WORK TO COMPLETE:
Can you turn all of the data below into a numbered list, one item per line, with blank lines dropped and the pictures left out?

DATASET EXCERPTS:
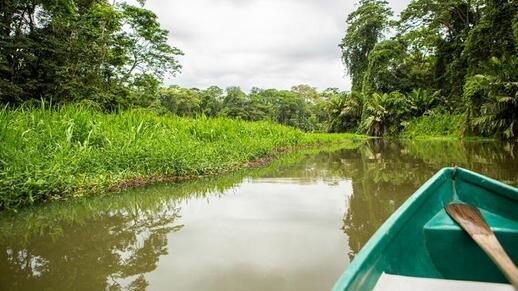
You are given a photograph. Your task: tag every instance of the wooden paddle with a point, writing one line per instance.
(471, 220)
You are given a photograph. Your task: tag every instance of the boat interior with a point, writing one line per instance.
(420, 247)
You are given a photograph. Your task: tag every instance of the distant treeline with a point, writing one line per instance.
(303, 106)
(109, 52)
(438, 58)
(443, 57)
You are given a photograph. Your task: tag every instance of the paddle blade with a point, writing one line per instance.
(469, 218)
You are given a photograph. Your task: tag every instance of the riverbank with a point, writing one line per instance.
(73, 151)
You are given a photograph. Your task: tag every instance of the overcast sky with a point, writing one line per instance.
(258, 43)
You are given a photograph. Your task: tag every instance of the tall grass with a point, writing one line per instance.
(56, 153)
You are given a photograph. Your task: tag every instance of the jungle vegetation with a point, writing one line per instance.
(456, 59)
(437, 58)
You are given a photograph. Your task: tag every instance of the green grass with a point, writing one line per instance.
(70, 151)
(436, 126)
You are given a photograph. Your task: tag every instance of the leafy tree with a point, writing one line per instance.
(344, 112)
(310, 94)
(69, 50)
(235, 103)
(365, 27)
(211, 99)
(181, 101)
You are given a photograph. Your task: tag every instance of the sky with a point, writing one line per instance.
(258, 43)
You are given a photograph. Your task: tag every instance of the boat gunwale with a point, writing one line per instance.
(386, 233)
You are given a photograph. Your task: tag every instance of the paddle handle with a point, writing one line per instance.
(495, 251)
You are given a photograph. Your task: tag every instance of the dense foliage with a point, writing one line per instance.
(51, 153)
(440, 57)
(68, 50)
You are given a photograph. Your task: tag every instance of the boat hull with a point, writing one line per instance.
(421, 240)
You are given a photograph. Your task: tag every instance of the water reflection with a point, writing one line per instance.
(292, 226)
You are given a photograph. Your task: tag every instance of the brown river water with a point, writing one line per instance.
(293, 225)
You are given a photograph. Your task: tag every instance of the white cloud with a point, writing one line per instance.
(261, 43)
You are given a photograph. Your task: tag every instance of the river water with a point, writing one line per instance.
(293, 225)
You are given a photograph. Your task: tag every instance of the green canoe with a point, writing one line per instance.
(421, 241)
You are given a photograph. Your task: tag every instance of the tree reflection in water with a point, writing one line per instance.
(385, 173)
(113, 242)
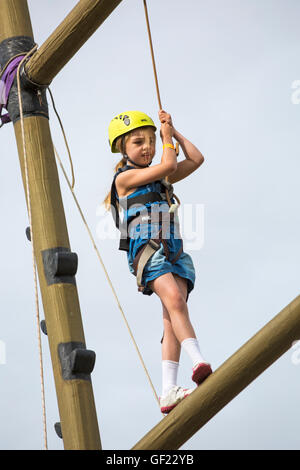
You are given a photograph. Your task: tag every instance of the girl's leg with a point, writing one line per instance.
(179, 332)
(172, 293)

TASK ANSWER:
1. You are given a photograph. Your task: tag every instance of the wooden paddle with a point, writing one line per instance.
2. (471, 220)
3. You are given a photograph. Your task: tag every instance of the boat interior with a point, writing one line per instance.
4. (420, 247)
5. You are given a photograph. Your task: tag every instance of the distant treeline with a point, writing one line per instance.
6. (303, 106)
7. (109, 52)
8. (438, 58)
9. (443, 57)
10. You are given a photograph. Your task: tag every instance of the paddle blade with a point, writing one line per instance.
11. (469, 218)
12. You are given a photograph. Your task: tag every instance of the riverbank with a point, writing one line per instance.
13. (73, 151)
14. You are given a photograph. Your task: tag every instance of the overcast sky with a point, writing one line per instance.
15. (258, 43)
16. You are given a photograph. Your task: tag every instance of the tall grass with a point, writing one line per instance.
17. (56, 153)
18. You are given a photograph. Your task: tag every instance of the jungle vegetation with a point, writing one line per instance.
19. (456, 59)
20. (437, 58)
21. You are given a photograph. Your task: tag every instance of the green grass with a point, writing one line per instance.
22. (70, 151)
23. (436, 126)
24. You are given a photograph. Your task: tag every instance of the leafy tree with a point, writing one line per instance.
25. (344, 112)
26. (310, 94)
27. (69, 50)
28. (235, 103)
29. (365, 27)
30. (211, 99)
31. (181, 101)
32. You are given a photograph. Your task: tag every instance of the sky with a point, writing one line per instance.
33. (258, 43)
34. You are given a photograph. Your task: tag every instance of the boat gunwale with a point, writing one line per instance.
35. (386, 233)
36. You are given a photograph. Your task: tag every instance of the paddle handle with a point, writing one line per instance.
37. (495, 251)
38. You are given a photograph. Your task: tag every instance of the dense foliage with a point, writing one line per instance.
39. (51, 153)
40. (440, 57)
41. (68, 50)
42. You are given a photograph. Your task: tag every instance of the boat hull with a point, writing one line per instance.
43. (421, 240)
44. You are given a photograph. Your task: tag every instance of the water reflection with a point, writing one line per instance.
45. (292, 226)
46. You are given a photograph. Your task: tag every instance of the brown river water with a point, writing one line per instance.
47. (293, 225)
48. You are given a photograph. Your task: tag every instance of the white cloud with a point, writing one line per instance.
49. (261, 43)
50. You are given a photograph. Your task: tag every instance of the river water with a point, writing one line per instance.
51. (293, 225)
52. You are given a photograph. Your task: tag every instance of the green canoe with a point, writing one line per instance.
53. (421, 241)
54. You are given a photograph. Your task: tag every instance of the tree reflection in water with a point, writing one line per instance.
55. (385, 173)
56. (113, 242)
57. You are given a photograph. Your task: tag every instance of the girl's leg with a point, writing one line per instance.
58. (179, 332)
59. (172, 293)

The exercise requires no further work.